§ SOURCE DOCUMENT:

Morel Mushroom Hunters: Beware of an Increase in Lyme Disease Carrying Ticks This Spring

   03.06.17

Morel Mushroom Hunters: Beware of an Increase in Lyme Disease Carrying Ticks This Spring

In the same breathe of warning spring hunters about the grim Lyme disease forecast, we’re also warning morel mushroom hunters to be aware of an increase in Lyme in 2017. . .

In 2016, a plague of mice struck down on the Hudson River Valley. This little creature is a big nuisance, and for morel mushroom hunters, this means one thing: more ticks.

Rick Ostfeld, an ecologist at the Carry Institute of Ecosystem Studies in Millbrook, N.Y., and his wife, Felicia Keesing, an ecologist at Bard College, say the rise in mice for 2016 correlates to the Lyme cases the following summer.

Keesing and Ostfeld have studied Lyme for over 20 years, and have come up with a way to predict when the disease will be more prominent: Count the mice the year before, they reported.

It’s quite simple, really: Mice provide free rides for ticks all summer long. And mice are responsible for infecting up to 95% of the ticks feeding on them with Lyme. “An individual mouse might have 50, 60, even 100 ticks covering its ears and face,” Ostfeld says.

Lyme
The number of confirmed/probable Lyme disease cases in the U.S. more than doubled from 2001 to 2015. Source: Centers for Disease Control and Prevention

So basically, if you’re going to be doing any morel mushroom hunting this spring, you’re going to want to pay extra close attention when checking for ticks. Ostfeld is predicting 2017 to be a “particularly risky year for Lyme,” though he cannot predict which states will be at the highest risk.

Regardless, morel hunters and all other folks spending time outdoors this summer, should be vigilant in checking for the pesky insect.

§ DATA FOR ANALYSIS:

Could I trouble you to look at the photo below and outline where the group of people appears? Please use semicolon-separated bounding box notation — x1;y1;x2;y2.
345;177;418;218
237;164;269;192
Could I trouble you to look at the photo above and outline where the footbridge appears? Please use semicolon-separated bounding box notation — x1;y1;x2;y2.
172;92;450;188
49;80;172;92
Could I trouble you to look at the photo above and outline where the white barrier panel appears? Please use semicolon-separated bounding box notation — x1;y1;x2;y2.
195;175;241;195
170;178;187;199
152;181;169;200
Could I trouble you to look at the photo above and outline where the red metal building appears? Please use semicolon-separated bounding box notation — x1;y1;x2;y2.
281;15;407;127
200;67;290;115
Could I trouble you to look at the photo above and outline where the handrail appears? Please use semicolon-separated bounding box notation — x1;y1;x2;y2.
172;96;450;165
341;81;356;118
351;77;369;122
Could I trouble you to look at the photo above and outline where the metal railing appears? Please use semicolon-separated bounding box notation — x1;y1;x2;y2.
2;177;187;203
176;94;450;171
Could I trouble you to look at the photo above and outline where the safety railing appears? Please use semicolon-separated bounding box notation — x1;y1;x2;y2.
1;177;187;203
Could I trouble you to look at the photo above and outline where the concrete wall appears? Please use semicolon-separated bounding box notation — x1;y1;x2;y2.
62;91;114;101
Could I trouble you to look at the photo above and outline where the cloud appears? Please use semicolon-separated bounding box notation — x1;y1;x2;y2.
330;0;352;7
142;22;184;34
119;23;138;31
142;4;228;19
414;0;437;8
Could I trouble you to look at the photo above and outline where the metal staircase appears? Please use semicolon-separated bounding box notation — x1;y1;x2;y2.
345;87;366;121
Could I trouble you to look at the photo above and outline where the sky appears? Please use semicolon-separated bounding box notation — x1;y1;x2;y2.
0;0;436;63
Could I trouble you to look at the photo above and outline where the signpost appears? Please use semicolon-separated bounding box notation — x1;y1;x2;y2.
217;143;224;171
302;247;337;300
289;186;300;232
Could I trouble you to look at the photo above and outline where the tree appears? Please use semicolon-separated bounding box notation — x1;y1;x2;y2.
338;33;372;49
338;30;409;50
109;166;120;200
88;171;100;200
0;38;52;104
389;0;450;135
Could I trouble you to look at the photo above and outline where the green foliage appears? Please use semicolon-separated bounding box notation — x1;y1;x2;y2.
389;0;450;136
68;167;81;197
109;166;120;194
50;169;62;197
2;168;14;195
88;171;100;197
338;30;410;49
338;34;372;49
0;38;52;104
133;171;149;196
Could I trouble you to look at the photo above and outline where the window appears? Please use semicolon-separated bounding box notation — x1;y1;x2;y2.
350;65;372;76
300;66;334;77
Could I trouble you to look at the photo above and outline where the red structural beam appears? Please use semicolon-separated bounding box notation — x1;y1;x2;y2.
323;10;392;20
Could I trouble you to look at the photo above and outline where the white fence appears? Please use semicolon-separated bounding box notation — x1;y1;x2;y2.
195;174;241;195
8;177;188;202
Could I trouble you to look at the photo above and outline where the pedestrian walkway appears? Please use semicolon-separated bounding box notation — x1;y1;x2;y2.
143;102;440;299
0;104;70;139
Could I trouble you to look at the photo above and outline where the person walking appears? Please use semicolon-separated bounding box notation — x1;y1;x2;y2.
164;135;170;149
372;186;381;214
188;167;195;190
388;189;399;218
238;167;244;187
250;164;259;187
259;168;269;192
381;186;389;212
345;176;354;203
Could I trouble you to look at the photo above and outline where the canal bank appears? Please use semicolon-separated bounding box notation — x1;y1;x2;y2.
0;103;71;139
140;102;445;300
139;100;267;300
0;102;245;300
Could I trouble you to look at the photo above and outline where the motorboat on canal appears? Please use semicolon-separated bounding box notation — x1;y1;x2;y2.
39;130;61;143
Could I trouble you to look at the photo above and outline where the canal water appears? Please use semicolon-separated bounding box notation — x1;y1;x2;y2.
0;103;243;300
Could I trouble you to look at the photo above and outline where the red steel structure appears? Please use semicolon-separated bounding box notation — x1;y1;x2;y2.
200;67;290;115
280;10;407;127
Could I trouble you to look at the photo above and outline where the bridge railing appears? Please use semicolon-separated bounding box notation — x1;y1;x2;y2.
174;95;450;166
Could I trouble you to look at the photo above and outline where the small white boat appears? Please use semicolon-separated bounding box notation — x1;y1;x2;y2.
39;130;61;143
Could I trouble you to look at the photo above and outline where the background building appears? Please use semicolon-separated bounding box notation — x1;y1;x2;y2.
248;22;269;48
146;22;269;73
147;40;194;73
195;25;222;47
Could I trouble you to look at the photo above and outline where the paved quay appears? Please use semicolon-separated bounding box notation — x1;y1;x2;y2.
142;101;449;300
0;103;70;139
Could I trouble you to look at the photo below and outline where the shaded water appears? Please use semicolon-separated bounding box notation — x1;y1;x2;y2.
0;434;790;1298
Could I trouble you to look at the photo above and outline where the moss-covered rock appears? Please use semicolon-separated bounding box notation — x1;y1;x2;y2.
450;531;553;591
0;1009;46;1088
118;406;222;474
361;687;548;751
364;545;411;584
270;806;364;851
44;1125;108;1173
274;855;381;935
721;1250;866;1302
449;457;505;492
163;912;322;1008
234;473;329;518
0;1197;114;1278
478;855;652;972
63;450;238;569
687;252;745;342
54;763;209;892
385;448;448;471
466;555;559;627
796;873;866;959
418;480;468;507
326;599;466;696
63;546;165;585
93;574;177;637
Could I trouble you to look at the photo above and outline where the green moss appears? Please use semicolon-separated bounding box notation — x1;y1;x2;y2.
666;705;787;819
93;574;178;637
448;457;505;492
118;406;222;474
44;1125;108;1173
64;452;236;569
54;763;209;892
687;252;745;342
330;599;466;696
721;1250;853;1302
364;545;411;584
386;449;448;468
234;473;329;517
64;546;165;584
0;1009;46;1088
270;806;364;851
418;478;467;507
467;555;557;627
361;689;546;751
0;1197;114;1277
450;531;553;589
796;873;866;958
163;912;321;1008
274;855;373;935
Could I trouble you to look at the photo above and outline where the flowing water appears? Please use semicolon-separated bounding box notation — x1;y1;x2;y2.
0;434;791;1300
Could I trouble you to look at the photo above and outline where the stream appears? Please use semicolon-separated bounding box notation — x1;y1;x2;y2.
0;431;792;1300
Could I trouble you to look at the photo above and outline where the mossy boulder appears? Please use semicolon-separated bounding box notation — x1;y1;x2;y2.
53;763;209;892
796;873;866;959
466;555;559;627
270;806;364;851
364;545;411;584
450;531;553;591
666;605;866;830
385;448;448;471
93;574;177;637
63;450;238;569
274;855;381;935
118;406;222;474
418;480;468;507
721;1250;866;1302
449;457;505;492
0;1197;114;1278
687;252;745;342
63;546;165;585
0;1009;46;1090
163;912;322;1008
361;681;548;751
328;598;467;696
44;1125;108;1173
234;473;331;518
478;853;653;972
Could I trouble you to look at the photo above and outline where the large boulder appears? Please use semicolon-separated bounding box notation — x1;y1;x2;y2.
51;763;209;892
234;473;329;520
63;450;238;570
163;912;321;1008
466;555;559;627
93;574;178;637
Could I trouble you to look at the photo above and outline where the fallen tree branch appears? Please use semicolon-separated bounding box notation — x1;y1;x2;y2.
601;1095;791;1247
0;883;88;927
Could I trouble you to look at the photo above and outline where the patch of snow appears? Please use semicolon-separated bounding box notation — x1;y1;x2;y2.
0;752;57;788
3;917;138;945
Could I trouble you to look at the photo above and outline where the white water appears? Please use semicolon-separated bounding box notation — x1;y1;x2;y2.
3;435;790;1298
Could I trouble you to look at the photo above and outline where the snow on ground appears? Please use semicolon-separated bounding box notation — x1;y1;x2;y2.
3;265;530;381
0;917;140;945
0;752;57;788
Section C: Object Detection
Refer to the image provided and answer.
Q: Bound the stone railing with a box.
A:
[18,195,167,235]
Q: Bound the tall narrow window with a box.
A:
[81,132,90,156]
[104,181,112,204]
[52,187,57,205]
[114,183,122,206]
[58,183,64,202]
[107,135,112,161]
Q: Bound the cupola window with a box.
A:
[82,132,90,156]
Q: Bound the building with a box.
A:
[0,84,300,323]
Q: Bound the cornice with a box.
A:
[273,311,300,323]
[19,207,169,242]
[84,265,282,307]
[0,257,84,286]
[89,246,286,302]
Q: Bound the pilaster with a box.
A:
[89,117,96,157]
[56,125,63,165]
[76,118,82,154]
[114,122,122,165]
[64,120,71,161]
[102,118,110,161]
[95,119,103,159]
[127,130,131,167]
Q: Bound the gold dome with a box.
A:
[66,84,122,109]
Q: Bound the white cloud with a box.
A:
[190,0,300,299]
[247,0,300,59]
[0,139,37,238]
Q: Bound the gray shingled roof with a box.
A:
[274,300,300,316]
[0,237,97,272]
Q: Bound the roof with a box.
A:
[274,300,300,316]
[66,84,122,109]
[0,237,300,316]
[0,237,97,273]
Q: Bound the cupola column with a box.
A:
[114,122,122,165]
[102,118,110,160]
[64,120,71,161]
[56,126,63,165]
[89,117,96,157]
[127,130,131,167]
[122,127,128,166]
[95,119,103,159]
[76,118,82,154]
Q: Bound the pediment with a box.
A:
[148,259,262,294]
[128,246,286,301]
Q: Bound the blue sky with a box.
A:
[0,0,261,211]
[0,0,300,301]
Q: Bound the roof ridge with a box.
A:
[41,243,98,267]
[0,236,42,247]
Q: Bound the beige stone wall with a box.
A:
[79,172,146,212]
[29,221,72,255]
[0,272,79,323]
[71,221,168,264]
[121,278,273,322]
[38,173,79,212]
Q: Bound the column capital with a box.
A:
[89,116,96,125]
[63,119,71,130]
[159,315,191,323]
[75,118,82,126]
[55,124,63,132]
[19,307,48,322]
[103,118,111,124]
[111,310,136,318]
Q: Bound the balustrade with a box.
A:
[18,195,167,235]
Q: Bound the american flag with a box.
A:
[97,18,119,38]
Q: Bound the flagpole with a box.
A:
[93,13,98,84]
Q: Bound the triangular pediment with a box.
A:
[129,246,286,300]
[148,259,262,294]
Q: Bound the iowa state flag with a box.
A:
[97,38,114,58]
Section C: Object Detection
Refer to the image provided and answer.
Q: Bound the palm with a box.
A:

§ PROBLEM TO SOLVE:
Copy the stretch of the morel and tick article from "In the same" through "before, they reported.", replacing "ecologist" with "biologist".

§ OUTPUT OF THE TASK:
In the same breathe of warning spring hunters about the grim Lyme disease forecast, we’re also warning morel mushroom hunters to be aware of an increase in Lyme in 2017. . .

In 2016, a plague of mice struck down on the Hudson River Valley. This little creature is a big nuisance, and for morel mushroom hunters, this means one thing: more ticks.

Rick Ostfeld, an biologist at the Carry Institute of Ecosystem Studies in Millbrook, N.Y., and his wife, Felicia Keesing, an biologist at Bard College, say the rise in mice for 2016 correlates to the Lyme cases the following summer.

Keesing and Ostfeld have studied Lyme for over 20 years, and have come up with a way to predict when the disease will be more prominent: Count the mice the year before, they reported.